Annotation records
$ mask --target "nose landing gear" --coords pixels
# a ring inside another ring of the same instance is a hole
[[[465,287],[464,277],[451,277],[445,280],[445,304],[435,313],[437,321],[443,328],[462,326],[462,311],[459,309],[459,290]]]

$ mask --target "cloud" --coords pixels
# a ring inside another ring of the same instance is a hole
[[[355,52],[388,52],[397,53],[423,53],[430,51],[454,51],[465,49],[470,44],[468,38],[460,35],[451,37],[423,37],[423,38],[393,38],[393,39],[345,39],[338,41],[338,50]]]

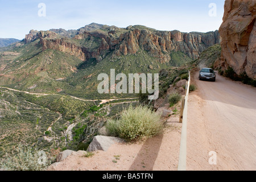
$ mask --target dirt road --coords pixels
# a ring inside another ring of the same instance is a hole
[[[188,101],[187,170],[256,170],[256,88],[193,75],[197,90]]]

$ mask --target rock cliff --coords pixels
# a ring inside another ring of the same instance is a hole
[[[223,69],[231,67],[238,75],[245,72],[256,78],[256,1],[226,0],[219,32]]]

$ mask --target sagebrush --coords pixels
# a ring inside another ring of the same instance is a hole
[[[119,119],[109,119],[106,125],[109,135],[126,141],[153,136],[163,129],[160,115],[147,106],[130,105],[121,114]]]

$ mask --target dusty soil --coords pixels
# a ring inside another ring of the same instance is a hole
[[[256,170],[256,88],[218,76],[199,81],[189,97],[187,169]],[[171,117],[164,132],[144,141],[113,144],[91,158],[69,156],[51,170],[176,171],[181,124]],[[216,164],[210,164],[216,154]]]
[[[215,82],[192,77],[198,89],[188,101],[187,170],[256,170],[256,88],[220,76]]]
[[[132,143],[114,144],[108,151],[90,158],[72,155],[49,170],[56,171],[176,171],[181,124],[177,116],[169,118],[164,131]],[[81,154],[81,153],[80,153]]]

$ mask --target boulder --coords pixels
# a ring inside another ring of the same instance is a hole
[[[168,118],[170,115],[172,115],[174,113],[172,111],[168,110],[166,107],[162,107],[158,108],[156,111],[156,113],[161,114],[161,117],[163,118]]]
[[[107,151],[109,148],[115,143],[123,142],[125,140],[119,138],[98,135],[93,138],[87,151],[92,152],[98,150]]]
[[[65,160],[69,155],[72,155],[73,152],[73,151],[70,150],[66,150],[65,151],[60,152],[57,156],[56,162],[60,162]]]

...

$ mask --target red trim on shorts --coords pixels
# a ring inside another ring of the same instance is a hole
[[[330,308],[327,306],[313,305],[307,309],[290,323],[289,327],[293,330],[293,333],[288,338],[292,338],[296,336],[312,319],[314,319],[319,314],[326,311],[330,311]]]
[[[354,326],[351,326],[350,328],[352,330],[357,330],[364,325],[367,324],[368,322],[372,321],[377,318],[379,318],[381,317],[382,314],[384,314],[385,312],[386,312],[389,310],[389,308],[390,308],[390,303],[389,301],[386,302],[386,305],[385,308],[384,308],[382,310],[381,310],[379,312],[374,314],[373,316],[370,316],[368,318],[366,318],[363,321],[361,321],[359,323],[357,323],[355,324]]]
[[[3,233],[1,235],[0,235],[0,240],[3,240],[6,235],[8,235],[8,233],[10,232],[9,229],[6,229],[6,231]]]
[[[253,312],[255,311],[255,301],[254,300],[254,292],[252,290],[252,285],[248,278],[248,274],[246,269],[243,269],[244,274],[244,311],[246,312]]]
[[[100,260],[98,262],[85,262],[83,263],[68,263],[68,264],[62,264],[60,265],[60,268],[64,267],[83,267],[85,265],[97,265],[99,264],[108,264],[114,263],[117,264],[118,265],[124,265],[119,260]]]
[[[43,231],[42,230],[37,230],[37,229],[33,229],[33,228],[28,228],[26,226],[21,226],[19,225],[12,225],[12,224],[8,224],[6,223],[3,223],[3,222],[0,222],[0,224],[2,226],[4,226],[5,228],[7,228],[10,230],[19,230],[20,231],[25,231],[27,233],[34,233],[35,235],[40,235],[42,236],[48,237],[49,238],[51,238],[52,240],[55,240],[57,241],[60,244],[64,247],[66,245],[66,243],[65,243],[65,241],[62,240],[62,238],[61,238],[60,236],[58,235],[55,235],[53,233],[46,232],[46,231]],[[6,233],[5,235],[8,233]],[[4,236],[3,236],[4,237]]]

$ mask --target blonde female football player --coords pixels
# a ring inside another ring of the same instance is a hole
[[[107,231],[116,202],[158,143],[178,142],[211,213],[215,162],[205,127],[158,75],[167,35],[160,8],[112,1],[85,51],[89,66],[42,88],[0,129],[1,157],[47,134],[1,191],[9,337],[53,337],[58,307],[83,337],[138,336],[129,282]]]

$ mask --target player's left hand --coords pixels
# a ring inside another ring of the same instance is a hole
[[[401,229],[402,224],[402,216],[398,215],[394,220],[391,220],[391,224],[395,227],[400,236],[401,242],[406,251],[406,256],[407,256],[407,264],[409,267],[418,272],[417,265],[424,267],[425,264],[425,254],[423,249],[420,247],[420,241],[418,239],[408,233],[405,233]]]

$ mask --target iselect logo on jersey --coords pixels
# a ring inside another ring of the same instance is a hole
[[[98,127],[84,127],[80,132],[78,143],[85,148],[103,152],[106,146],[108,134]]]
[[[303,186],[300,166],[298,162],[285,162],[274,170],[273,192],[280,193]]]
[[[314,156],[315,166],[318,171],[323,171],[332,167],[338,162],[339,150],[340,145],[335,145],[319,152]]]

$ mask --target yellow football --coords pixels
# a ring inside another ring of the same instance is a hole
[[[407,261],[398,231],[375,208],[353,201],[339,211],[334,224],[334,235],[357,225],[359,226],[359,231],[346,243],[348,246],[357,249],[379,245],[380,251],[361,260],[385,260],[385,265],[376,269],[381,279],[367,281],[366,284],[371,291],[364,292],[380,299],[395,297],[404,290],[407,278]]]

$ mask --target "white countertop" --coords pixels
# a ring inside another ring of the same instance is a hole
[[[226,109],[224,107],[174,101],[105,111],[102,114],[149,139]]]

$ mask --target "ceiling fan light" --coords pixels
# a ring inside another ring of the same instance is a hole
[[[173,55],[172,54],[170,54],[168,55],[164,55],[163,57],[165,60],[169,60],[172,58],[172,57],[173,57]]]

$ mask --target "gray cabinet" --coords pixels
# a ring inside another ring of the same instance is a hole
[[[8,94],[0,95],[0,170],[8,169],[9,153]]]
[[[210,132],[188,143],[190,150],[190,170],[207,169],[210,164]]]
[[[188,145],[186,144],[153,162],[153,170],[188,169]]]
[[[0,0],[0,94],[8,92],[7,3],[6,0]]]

* * *

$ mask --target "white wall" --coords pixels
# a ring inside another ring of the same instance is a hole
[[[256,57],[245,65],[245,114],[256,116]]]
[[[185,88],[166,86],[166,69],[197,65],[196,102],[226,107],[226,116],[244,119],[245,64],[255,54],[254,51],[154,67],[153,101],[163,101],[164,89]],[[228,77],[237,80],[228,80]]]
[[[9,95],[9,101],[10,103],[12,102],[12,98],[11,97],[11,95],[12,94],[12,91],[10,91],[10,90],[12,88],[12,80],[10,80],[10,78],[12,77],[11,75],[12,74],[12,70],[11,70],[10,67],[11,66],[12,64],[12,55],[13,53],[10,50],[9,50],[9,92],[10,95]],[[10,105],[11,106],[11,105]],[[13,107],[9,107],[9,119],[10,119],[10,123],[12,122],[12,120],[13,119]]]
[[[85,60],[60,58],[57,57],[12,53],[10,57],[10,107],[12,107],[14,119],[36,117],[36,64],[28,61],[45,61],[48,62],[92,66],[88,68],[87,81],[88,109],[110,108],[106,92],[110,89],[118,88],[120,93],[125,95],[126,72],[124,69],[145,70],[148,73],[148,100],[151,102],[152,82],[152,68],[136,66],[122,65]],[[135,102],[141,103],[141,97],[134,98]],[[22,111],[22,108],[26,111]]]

Exercise details:
Pull out every line of the items above that contains the word "football", matching case exactly.

Solution to this problem:
$ mask --target blonde female football player --coords pixels
$ mask --target yellow football --coords pixels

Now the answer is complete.